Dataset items
———

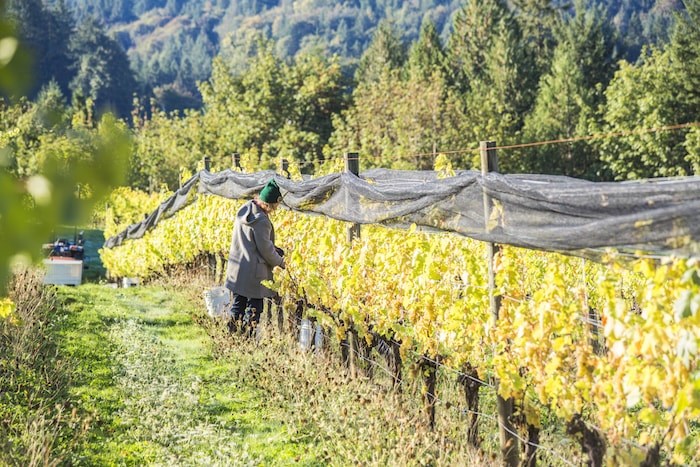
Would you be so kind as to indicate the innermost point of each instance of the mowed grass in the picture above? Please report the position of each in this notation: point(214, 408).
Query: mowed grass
point(155, 392)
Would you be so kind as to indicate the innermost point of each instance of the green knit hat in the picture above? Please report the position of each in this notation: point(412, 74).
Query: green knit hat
point(270, 192)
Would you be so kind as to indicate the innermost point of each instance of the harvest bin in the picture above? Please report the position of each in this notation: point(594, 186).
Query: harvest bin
point(63, 271)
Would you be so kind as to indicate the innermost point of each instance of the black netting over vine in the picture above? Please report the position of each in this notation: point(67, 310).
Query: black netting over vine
point(534, 211)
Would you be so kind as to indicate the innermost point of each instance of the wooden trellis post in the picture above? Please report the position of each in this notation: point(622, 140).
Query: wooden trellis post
point(509, 442)
point(352, 165)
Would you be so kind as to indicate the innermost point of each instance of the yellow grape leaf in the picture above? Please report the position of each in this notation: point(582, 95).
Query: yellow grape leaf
point(650, 416)
point(7, 307)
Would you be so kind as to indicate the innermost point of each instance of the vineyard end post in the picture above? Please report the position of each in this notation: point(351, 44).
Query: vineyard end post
point(509, 442)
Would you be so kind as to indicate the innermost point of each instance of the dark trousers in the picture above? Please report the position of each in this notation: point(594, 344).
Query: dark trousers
point(242, 305)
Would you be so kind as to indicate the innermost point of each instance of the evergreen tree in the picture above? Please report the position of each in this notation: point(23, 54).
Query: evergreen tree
point(427, 55)
point(475, 27)
point(660, 90)
point(58, 61)
point(570, 94)
point(495, 71)
point(386, 52)
point(538, 19)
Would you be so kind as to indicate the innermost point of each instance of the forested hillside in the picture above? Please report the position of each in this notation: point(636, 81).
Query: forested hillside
point(520, 72)
point(170, 43)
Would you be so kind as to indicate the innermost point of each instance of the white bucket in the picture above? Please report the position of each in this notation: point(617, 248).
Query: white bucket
point(318, 339)
point(217, 300)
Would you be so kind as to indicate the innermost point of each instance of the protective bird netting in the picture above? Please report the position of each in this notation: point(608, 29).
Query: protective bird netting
point(544, 212)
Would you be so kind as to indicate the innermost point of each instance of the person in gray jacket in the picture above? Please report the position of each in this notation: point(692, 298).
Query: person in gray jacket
point(253, 256)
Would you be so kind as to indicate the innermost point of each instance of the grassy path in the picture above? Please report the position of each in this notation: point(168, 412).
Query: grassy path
point(156, 394)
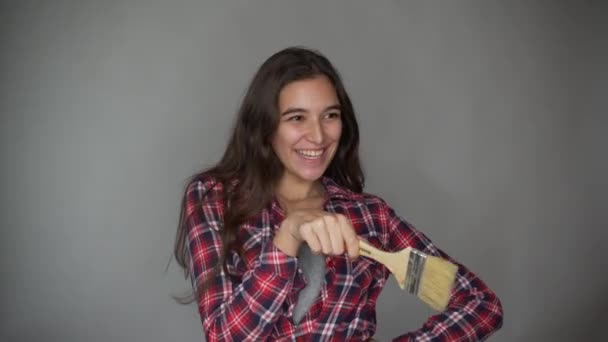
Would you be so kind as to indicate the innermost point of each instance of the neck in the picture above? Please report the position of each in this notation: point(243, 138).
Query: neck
point(296, 190)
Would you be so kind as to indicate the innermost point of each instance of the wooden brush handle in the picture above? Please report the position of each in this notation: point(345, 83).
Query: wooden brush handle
point(385, 258)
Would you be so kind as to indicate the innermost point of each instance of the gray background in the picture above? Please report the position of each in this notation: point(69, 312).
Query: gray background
point(483, 122)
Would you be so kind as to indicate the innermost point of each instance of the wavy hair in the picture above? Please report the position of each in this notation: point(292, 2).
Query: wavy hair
point(250, 159)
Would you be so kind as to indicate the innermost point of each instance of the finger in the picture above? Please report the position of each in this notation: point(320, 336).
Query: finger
point(320, 229)
point(335, 235)
point(351, 239)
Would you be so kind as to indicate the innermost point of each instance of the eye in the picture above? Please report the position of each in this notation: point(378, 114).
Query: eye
point(295, 118)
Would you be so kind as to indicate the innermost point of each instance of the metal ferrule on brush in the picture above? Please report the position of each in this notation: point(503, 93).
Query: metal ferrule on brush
point(415, 266)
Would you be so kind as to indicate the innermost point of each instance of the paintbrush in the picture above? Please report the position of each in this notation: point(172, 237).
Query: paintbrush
point(428, 277)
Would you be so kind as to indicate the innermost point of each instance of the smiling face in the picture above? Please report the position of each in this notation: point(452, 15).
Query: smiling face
point(309, 128)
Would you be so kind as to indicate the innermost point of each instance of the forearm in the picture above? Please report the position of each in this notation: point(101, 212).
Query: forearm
point(473, 314)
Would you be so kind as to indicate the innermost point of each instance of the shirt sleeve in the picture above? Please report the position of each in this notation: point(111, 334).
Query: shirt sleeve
point(231, 310)
point(473, 313)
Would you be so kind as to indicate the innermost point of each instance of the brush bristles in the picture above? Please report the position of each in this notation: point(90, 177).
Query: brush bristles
point(436, 282)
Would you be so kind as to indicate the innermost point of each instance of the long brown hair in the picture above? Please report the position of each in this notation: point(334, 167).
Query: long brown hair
point(250, 159)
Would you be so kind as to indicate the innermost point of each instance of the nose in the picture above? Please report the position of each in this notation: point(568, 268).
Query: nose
point(315, 132)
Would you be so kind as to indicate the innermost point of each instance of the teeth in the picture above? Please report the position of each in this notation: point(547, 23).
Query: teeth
point(310, 153)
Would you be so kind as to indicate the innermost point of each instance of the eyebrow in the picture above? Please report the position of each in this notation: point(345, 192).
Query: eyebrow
point(302, 110)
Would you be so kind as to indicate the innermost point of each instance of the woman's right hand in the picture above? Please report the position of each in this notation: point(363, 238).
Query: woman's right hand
point(324, 232)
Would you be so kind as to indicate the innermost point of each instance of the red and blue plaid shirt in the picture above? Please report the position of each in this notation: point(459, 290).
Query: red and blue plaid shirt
point(257, 302)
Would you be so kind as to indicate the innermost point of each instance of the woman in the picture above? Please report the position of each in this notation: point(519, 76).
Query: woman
point(269, 236)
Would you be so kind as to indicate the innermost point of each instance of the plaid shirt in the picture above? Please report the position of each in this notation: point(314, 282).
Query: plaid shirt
point(256, 304)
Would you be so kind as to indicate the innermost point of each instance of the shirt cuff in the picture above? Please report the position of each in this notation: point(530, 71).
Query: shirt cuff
point(274, 260)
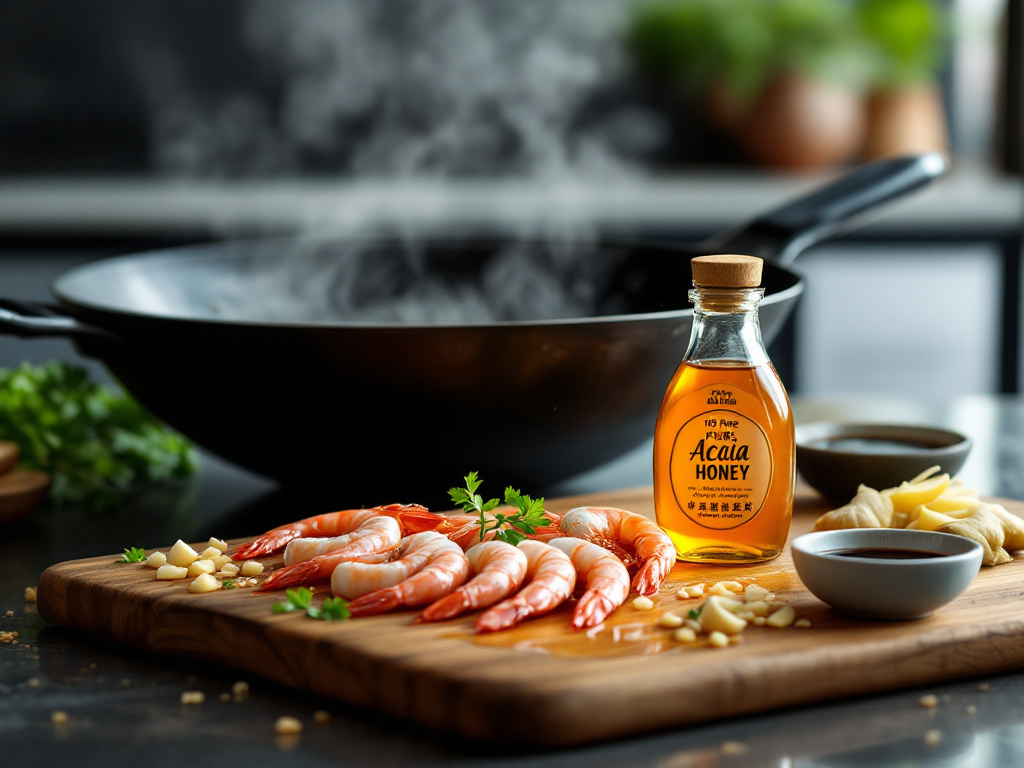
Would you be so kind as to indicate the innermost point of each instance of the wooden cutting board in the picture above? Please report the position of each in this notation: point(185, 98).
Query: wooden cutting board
point(569, 687)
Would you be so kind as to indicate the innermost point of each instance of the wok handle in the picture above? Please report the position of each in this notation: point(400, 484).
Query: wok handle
point(28, 320)
point(832, 209)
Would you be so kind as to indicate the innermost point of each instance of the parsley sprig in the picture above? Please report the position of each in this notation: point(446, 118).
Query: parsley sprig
point(332, 609)
point(511, 528)
point(134, 554)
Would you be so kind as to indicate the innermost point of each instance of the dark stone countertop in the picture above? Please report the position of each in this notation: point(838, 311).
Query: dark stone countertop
point(124, 705)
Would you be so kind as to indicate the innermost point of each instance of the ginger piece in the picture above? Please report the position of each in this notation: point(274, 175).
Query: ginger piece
point(868, 509)
point(985, 527)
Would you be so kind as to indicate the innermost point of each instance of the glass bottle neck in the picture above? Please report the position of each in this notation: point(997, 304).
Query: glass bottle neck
point(726, 329)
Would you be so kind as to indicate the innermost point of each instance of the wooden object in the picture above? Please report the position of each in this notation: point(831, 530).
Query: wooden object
point(581, 688)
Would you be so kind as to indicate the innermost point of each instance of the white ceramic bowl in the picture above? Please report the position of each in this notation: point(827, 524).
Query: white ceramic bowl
point(892, 589)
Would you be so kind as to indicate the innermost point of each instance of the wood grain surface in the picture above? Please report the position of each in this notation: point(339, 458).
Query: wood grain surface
point(571, 688)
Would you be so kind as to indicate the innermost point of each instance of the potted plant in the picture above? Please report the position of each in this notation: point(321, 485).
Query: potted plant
point(782, 77)
point(904, 40)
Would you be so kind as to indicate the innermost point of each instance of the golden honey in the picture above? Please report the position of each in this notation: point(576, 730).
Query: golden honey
point(724, 454)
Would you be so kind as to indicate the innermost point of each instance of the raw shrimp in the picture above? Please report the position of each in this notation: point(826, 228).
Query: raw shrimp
point(607, 581)
point(654, 550)
point(308, 560)
point(422, 568)
point(413, 517)
point(500, 569)
point(552, 579)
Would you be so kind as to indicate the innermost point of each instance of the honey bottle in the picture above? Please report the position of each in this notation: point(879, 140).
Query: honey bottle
point(724, 455)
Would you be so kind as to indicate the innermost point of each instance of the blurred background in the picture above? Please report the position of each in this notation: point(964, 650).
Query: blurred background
point(131, 125)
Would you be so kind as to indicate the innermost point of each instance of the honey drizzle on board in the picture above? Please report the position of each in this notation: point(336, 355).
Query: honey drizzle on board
point(763, 537)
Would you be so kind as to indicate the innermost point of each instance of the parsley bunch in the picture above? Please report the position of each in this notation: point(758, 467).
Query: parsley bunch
point(332, 609)
point(510, 528)
point(96, 444)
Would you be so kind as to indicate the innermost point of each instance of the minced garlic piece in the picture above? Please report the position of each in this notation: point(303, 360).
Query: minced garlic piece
point(156, 559)
point(684, 635)
point(181, 554)
point(718, 639)
point(640, 603)
point(670, 621)
point(781, 617)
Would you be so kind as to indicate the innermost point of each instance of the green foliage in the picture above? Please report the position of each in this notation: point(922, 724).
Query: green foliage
point(332, 609)
point(510, 528)
point(135, 554)
point(96, 444)
point(742, 44)
point(904, 39)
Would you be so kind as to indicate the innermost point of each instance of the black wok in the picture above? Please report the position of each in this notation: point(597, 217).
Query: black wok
point(372, 412)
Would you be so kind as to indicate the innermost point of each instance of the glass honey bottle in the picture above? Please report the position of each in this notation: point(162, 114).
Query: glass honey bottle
point(724, 454)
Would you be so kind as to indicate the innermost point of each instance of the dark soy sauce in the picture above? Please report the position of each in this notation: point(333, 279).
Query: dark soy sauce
point(885, 553)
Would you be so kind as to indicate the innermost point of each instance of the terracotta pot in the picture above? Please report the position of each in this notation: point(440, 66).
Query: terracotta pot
point(802, 124)
point(905, 121)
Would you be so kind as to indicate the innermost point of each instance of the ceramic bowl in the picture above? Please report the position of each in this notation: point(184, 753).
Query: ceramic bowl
point(891, 589)
point(836, 458)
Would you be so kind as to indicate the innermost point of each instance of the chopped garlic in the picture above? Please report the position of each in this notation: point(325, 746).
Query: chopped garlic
point(640, 603)
point(203, 584)
point(171, 572)
point(718, 639)
point(716, 616)
point(781, 617)
point(181, 554)
point(201, 566)
point(670, 621)
point(754, 593)
point(156, 560)
point(251, 567)
point(684, 635)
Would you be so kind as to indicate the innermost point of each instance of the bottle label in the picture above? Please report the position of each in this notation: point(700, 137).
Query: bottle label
point(721, 464)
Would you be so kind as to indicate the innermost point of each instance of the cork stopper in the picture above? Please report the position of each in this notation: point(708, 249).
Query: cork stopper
point(726, 270)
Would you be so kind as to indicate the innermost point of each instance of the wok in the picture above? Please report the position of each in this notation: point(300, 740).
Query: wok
point(372, 411)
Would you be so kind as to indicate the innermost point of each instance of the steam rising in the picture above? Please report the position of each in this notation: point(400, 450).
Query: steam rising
point(414, 89)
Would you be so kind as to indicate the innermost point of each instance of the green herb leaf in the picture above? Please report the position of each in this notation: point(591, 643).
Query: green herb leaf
point(96, 444)
point(332, 609)
point(135, 554)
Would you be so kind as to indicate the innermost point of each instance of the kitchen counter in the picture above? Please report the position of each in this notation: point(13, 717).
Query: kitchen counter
point(124, 705)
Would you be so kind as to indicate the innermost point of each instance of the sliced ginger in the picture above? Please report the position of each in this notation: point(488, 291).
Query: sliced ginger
point(931, 502)
point(868, 509)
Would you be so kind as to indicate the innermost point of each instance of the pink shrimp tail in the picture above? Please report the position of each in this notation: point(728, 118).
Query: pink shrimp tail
point(650, 577)
point(293, 576)
point(591, 610)
point(378, 601)
point(448, 607)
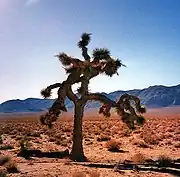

———

Find "notation: point(400, 484)." in the entries above and copy that whole line exactly, then each line after it through the line that contains "notation: point(446, 118).".

Would you be so kind as to indicate the innermost point of each instance of the wok handle in the picture above? Please report the position of each in this notation: point(400, 484).
Query: wok handle
point(28, 320)
point(832, 209)
Would you be so kind as to indicate the innermost point of each instance of the parsley sprig in the picture above? Please report the position of each in this notation: point(446, 118).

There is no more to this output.